┌─ Page text
Criminal Law - Topic 5420

Evidence and witnesses - Witnesses - Out of court statements (incl. videotaped statements) - [See Evidence 4688 and both Evidence - Topic 4752 ].

Criminal Law - Topic 5510

Evidence and witnesses - Evidence of accomplices, co-defendants, informants, etc. - Warning to jury of danger of reliance on - [See first Criminal Law - Topic 4377 ].

Criminal Law - Topic 5515

Evidence and witnesses - Evidence of accomplices, co-defendants, informants, etc. - What constitutes corroboration - The accused appealed his conviction for second degree murder - A fight occurred between two groups outside a bar - The victim (Prebtani) was beaten with a baseball bat - The trial judge gave a Vetrovec warning in relation to the witnesses Smith, Kidd, Verschaeve and his son Drew - He told them that they needed to find some confirmatory evidence tending to persuade them that they were telling the truth, before they could rely on their evidence - He illustrated for the jurors the type of evidence that they might find to be corroborative: the injuries suffered by Prebtani could confirm the evidence of both Verschaeve and Smith as to how Prebtani met his death at the hands of the accused wielding the baseball bat; Smith's broken ankle could confirm the evidence of both he and Verschaeve that the accused was responsible for Prebtani's death; and finding the baseball bat in a garden could support the evidence of both another witness and Smith because they testified that the accused threw it away as they were proceeding down the road after the incident - The accused submitted that none of these examples qualified as potentially confirmatory evidence - They were simply background elements of the case - The Ontario Court of Appeal rejected the submission - See paragraphs 79 to 92.
└─
┌─ Given data
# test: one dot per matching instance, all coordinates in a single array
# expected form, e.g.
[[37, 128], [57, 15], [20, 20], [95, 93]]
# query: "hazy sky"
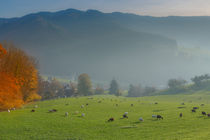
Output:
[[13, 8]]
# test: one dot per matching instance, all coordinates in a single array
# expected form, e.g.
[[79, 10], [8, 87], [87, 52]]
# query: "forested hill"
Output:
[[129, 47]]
└─
┌─ Given data
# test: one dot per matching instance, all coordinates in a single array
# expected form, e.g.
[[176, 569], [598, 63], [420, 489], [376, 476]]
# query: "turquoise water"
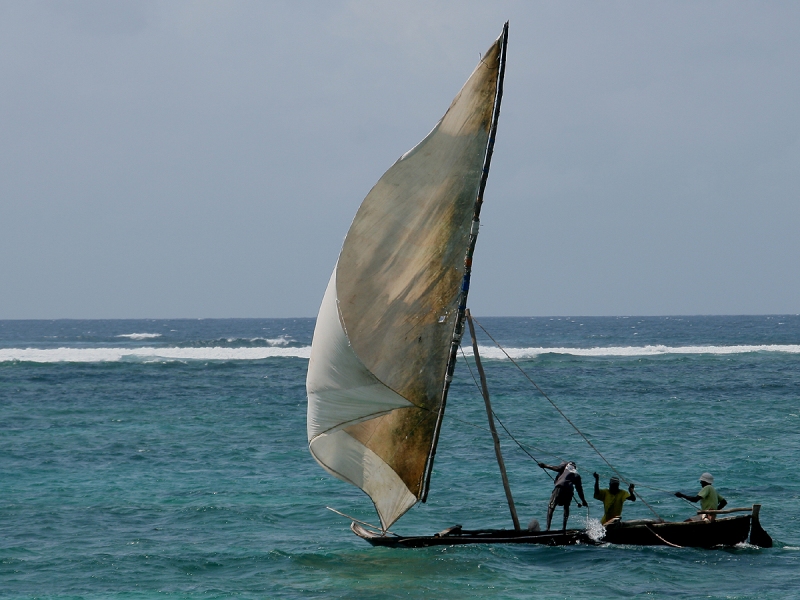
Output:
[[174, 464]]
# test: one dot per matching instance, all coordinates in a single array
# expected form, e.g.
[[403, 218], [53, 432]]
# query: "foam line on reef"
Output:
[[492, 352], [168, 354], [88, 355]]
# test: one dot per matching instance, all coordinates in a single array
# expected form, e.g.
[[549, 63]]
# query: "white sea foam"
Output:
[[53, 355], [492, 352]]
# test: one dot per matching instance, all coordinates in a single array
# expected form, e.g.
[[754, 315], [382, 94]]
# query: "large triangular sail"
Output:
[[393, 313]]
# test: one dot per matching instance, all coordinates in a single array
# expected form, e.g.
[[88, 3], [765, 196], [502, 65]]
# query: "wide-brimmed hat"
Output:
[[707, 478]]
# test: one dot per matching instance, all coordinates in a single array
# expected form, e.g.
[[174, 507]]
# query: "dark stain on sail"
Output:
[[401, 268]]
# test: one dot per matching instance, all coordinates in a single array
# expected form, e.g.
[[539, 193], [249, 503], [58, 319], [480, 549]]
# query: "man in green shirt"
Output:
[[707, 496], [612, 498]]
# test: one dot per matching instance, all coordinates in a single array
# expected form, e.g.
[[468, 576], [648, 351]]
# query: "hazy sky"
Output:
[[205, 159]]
└─
┌─ Given data
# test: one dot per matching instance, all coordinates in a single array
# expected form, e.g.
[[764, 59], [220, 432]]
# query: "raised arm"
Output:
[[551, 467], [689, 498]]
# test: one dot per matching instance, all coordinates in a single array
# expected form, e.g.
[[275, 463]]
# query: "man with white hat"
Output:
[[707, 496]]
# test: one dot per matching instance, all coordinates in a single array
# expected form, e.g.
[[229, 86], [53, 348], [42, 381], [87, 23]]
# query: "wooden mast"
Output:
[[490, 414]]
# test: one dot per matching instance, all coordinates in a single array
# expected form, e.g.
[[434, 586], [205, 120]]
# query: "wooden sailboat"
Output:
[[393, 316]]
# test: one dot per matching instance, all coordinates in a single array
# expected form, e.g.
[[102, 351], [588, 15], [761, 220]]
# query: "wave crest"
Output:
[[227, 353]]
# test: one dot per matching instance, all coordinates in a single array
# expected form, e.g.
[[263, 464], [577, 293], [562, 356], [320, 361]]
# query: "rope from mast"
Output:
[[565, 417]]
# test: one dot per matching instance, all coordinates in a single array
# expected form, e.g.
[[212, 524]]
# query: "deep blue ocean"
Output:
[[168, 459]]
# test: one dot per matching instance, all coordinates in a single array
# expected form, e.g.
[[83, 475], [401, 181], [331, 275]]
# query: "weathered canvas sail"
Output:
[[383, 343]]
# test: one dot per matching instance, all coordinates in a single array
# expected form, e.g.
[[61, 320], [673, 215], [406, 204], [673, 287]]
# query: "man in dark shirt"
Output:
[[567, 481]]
└─
Written instruction 1: Report every line in the rows that contains the string "foam".
Written instruction 2: Write what comes next in the legal digest, beginning right after its final sentence.
The rows are unrelated to the legal digest.

Written reply 1:
# query: "foam line on reef"
# query: "white sea foam"

Written reply 2:
Evidence - Topic 1527

Hearsay rule - Hearsay rule exceptions and exclusions - General - Where admission of hearsay necessary and evidence reliable - The accused appealed his conviction for second degree murder - The victim was beaten with a baseball bat - The next day, one witness (Kidd) spoke to the police and denied having any relevant knowledge of the events - Two days later she provided a videotaped statement that she saw the accused take the bat from another witness (Verschaeve) and discard it after the attack - At the preliminary inquiry, Kidd testified that she did not know who took the bat from Verschaeve - However, she maintained her position that the accused was the one who discarded the bat after the fight - At trial, Kidd claimed to remember the beginning of the fight and calling for help but then experienced a series of black-outs - She denied any memory of the accused having taken the bat from Verschaeve or having thrown it away - Kidd was played portions of her video statement to refresh her memory, but without effect - On appeal, the Crown argued that the videotaped statement was been admissible as necessary and reliable - The Ontario Court of Appeal disagreed - The reliability requirement was problematic given Kidd's intoxication, her admitted unreliability as an observer, her powerful motive to lie to protect her boyfriend (also a suspect) and her admission that she lied in her first statement to the police - In any event, the Crown made no attempt to embark upon the process necessary for admission on this basis - See paragraphs 55 to 58.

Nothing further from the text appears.